::: TEKST
Wanneer het diergeneesmiddel anders wordt gebruikt dan aangegeven in de SPC, kan dit het aantal bacteriën dat
resistent is tegen enrofloxacine verhogen en de effectiviteit van behandeling met andere chinolonen verminderen
vanwege de mogelijkheid van kruisresistentie.
Bijzondere voorzichtigheid is geboden wanneer enrofloxacine gebruikt wordt bij dieren met een verminderde
nierfunctie. Bijzondere voorzichtigheid is geboden wanneer enrofloxacine wordt gebruikt bij katten, omdat
hogere doseringen dan aanbevolen tot beschadiging van het netvlies en blindheid kunnen leiden (zie
overdosering).
Speciale voorzorgsmaatregelen, te nemen door degene die het diergeneesmiddel aan de dieren toedient
Personen met een bekende overgevoeligheid voor fluorochinolonen moeten contact met het diergeneesmiddel
vermijden. Vermijd contact met de huid en de ogen. Spatten op de huid en in de ogen onmiddellijk wegspoelen
met water. Na gebruik de handen wassen. Niet eten, drinken of roken tijdens gebruik van het diergeneesmiddel.
Voorzichtigheid is geboden om accidentele zelfinjectie te vermijden. In geval van accidentele zelfinjectie dient
onmiddellijk een arts te worden geraadpleegd en de bijsluiter of het etiket te worden getoond.
::::::
::: OPGESLAGEN GEGEVENS
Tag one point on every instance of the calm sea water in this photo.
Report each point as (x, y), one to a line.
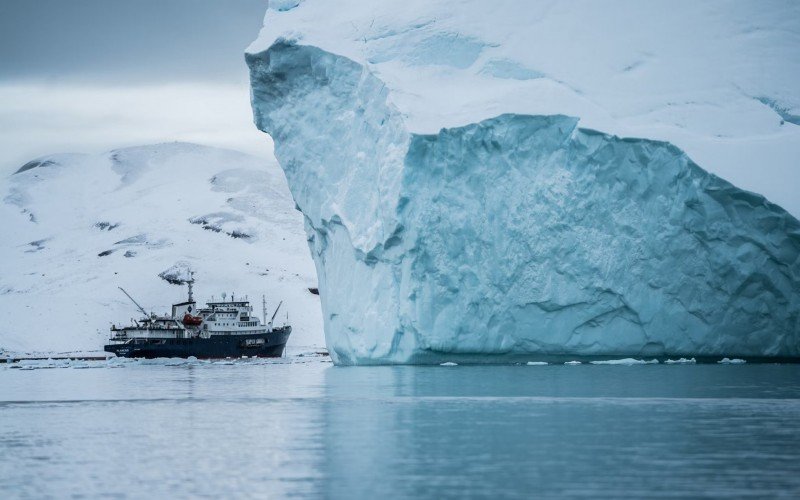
(300, 427)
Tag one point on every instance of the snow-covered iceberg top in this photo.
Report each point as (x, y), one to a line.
(515, 234)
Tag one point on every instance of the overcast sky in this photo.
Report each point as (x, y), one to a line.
(93, 75)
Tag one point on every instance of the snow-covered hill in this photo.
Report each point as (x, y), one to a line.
(426, 143)
(75, 227)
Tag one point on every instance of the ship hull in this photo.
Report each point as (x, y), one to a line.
(263, 345)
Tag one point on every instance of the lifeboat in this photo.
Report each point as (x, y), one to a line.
(190, 320)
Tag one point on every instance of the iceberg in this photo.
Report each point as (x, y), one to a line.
(516, 236)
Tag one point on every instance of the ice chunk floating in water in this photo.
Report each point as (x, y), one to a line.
(517, 235)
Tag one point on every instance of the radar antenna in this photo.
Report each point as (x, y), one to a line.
(189, 282)
(136, 303)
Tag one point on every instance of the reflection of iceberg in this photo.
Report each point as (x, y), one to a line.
(517, 235)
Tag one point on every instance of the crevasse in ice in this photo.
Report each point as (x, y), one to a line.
(518, 235)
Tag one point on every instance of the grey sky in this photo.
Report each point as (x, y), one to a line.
(88, 76)
(118, 41)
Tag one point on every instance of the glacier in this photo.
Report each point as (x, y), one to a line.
(512, 236)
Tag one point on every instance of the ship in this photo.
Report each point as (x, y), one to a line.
(224, 329)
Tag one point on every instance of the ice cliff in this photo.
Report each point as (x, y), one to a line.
(512, 235)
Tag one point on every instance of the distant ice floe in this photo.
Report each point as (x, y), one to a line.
(681, 361)
(729, 361)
::::::
→ **OPGAVEN**
• a. Beantwoord deze vragen aan de hand van de tekst over enrofloxacine:
(i) Bij welke dieren kunnen hogere doseringen dan aanbevolen leiden tot beschadiging van het netvlies en blindheid?
(ii) Waarmee moeten spatten op de huid en in de ogen worden weggespoeld?
(iii) Wat moet aan de arts worden getoond bij accidentele zelfinjectie?
• b. Noem alle dingen die je volgens de tekst over enrofloxacine niet mag doen tijdens het gebruik van het diergeneesmiddel.
• c. Schrijf de tekst over enrofloxacine verder, te beginnen na de laatste zin.
De gegevens staan los van de tekst.

→ **ANTWOORDEN**
• a.
(i) Bij katten.
(ii) Met water, en wel onmiddellijk.
(iii) De bijsluiter of het etiket.

• b. Eten, drinken en roken.

• c.
Overige voorzorgsmaatregelen:
In landen waar dood vee aan aasetende vogels mag worden gevoerd voor hun instandhouding (zie beschikking
2003/322/EG van de Commissie), moet rekening worden gehouden met het mogelijke risico voor het
broedsucces voordat karkassen worden gevoerd van vee dat recentelijk met dit product werd behandeld.
Baytril 25 mg/ml
Vogels en reptielen
De veiligheid van het diergeneesmiddel is niet bewezen tijdens de leg.
Uitsluitend gebruiken overeenkomstig de baten-/risicobeoordeling door de behandelende dierenarts.
Interactie(s) met andere geneesmiddelen en andere vormen van interactie:
Gebruik enrofloxacine niet gelijktijdig met antimicrobiële stoffen die chinolonen antagoneren (bijvoorbeeld
macroliden, tetracyclines of fenicolen). Niet gelijktijdig gebruiken met theofylline, omdat de eliminatie van
theofylline vertraagd kan zijn. Om bijwerkingen te voorkomen is voorzichtigheid geboden bij gelijktijdige
toediening van flunixine en enrofloxacine bij honden. De afname in de klaring van de geneesmiddelen ten
gevolge van gelijktijdige toediening wijst erop dat deze substanties een interactie aangaan tijdens de
eliminatiefase. Bij honden leidde gelijktijdige toediening van enrofloxacine en flunixine aldus tot een toename
van de AUC en de eliminatiehalfwaardetijd van flunixine, en een toename van de eliminatiehalfwaardetijd en
een daling van de Cmax van enrofloxacine.
Overdosering (symptomen, procedures in noodgevallen, antidota):
In geval van een accidentele overdosering kunnen er spijsverteringsstoornissen (bijvoorbeeld braken, diarree) en
neurologische stoornissen optreden.
Bij varkens werden geen bijwerkingen gerapporteerd na toediening van vijfmaal de aanbevolen dosis.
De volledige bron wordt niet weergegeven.